> Activity 1:
Summarize the passage on the DiRita lab in two sentences.
> Activity 2:
According to the passage on the DiRita lab, which two gut microbes does the research team study?
> Activity 3:
Please extend the passage on the DiRita lab, picking up after its final sentence.

> Passage provided:
Department of Microbiology and Immunology
University of Michigan
Research in the DiRita lab is aimed at understanding the molecular biology of bacterial pathogens and the mechanisms by which they interact with hosts. Dr. DiRita’s research team studies two gut microbes, Vibrio cholerae, agent of human cholera, and Campylobacter jejuni, a prevalent foodborne pathogen that causes gastroenteritis and diarrhea. Their Vibrio work aims to understand the regulatory pathway that controls the two major pathogenicity determinants of the microbe, cholera toxin, and the toxin-coregulated pilus. They study regulatory proteins that work in concert to control expression of these two factors and thereby control the virulence of the microbe. Dr. DiRita and his team have also investigated the determinants for recognition and uptake of V. cholerae by intestinal M cells, a key aspect of the early immune response against this pathogen.

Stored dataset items
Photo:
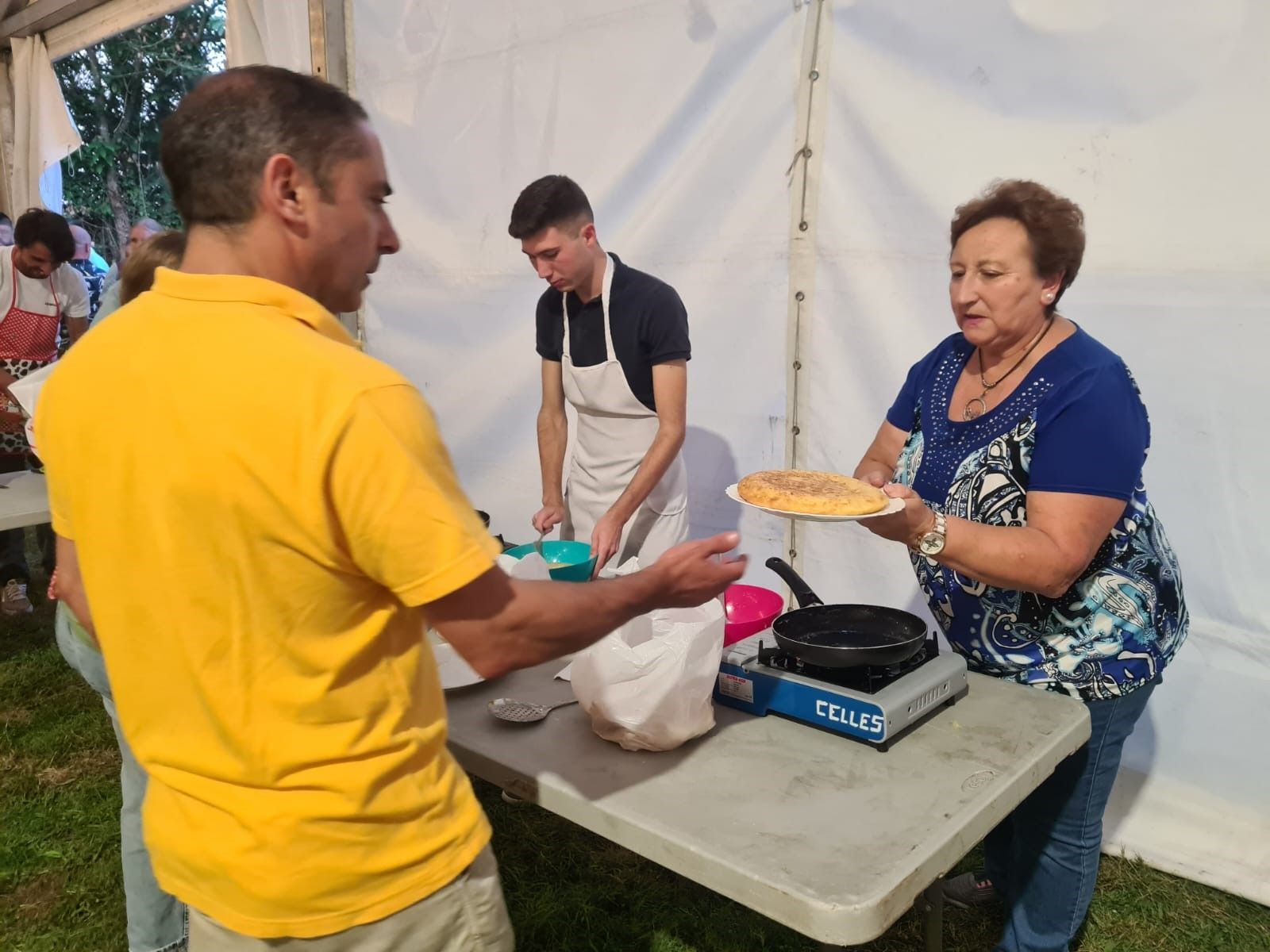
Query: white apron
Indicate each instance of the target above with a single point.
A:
(615, 431)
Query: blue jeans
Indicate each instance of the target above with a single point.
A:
(156, 922)
(1045, 857)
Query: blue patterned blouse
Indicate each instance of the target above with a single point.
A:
(1075, 424)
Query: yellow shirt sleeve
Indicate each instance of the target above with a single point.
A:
(393, 489)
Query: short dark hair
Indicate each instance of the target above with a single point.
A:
(1054, 225)
(552, 200)
(215, 145)
(48, 228)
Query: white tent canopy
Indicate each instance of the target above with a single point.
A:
(705, 144)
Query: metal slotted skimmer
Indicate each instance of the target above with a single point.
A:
(522, 711)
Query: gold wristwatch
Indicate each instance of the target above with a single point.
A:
(931, 543)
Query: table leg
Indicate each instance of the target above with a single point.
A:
(931, 905)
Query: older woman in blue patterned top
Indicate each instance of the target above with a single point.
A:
(1018, 446)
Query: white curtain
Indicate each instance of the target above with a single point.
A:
(273, 32)
(44, 132)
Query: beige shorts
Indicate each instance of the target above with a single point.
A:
(468, 916)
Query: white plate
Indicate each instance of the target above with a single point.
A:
(895, 505)
(454, 670)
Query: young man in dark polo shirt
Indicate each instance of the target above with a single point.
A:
(620, 359)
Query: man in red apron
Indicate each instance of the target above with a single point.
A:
(37, 291)
(615, 346)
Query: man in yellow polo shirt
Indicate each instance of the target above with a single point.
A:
(257, 550)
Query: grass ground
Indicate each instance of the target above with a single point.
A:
(568, 890)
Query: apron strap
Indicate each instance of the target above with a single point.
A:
(52, 287)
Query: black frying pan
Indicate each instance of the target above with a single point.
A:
(844, 636)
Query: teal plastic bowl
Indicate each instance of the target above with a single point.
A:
(567, 562)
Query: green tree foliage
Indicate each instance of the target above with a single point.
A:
(118, 93)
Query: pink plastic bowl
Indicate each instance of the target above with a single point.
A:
(749, 609)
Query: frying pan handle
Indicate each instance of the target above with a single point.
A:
(802, 590)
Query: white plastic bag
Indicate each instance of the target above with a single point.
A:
(648, 685)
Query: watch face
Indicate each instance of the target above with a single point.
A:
(931, 543)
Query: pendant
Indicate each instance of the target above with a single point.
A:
(975, 409)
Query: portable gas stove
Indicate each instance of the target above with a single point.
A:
(873, 704)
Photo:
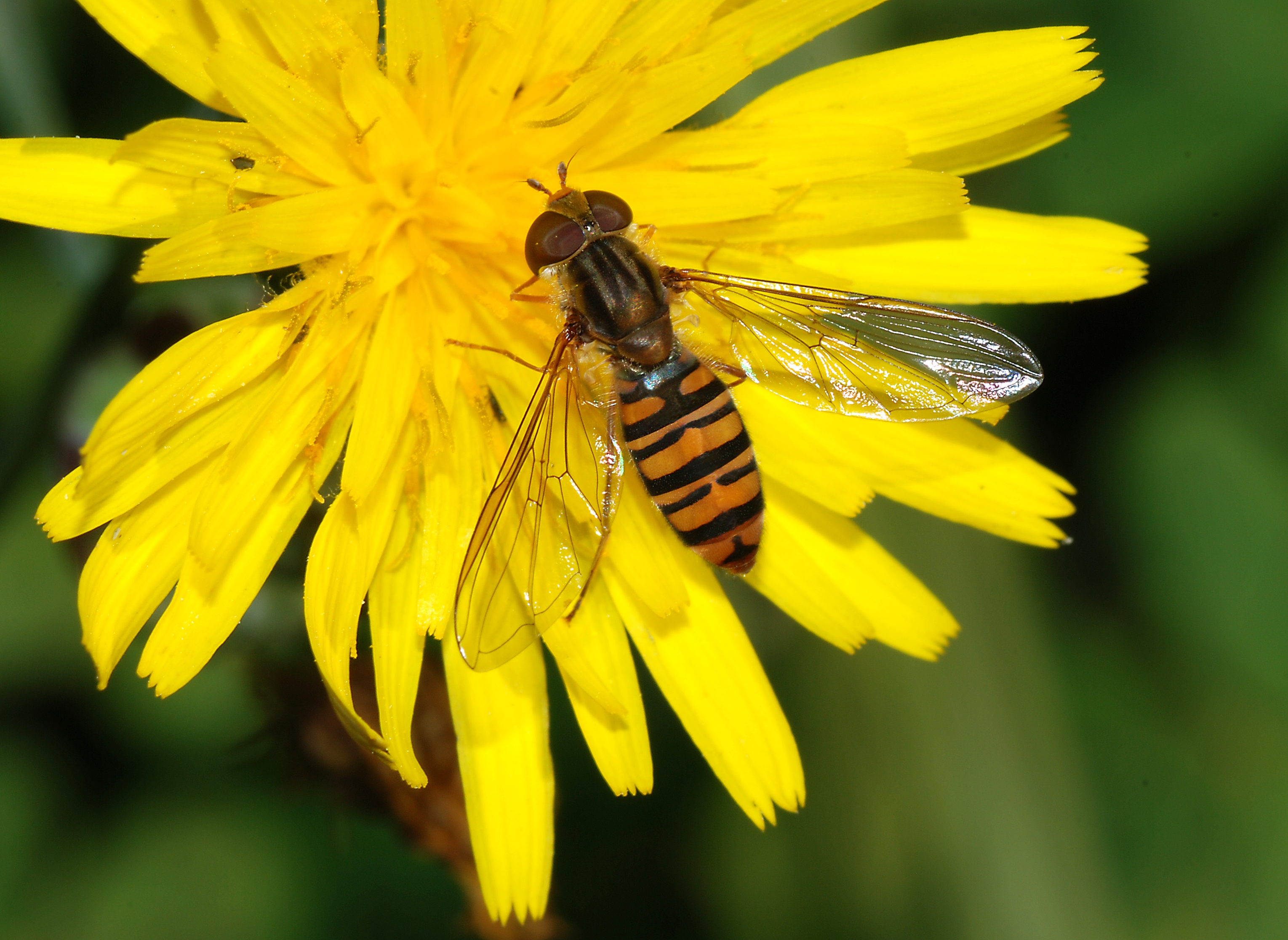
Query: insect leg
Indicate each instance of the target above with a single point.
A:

> Answer area 1:
The DiRita lab at the University of Michigan studies the molecular biology of bacterial pathogens and how they interact with hosts, focusing on the gut microbes Vibrio cholerae and Campylobacter jejuni. Its Vibrio work examines the regulatory proteins that control cholera toxin and the toxin-coregulated pilus, and the team has also investigated how intestinal M cells recognize and take up V. cholerae.

> Answer area 2:
Vibrio cholerae and Campylobacter jejuni.

> Answer area 3:
Campylobacter jejuni is a common inhabitant of the intestinal tract of chickens, which are therefore an important reservoir of human infection. Dr. DiRita and his research team developed and applied many genetic and molecular tools to study key traits of C. jejuni. In a screen for mutants defective in chick colonization they identified genes encoding a system of protein glycosylation, and regulatory genes that may control the levels of important second messenger signals in the microbe during host colonization. They analyzed the early events in chicken innate immune recognition of C. jejuni, with the goal of understanding how this human pathogen can establish a long-term, benign association with chickens. A major aim of this work is to uncover knowledge about key traits needed for chick colonization, and to translate that into methods for controlling infection of this important food source.
The Oral Immunology/Microbiology Research Group (OIMRG) had its first meeting in 1991. It was founded as a means of promoting intimate, collegial interaction and collaboration among researchers interested in the immunology and microbiology of the oral cavity, particularly as related to oral diseases (dental caries and periodontal disease). The OIMRG is currently comprised of 174 investigators representing forty-eight universities, research centers, and commercial organizations in the U.S. and abroad.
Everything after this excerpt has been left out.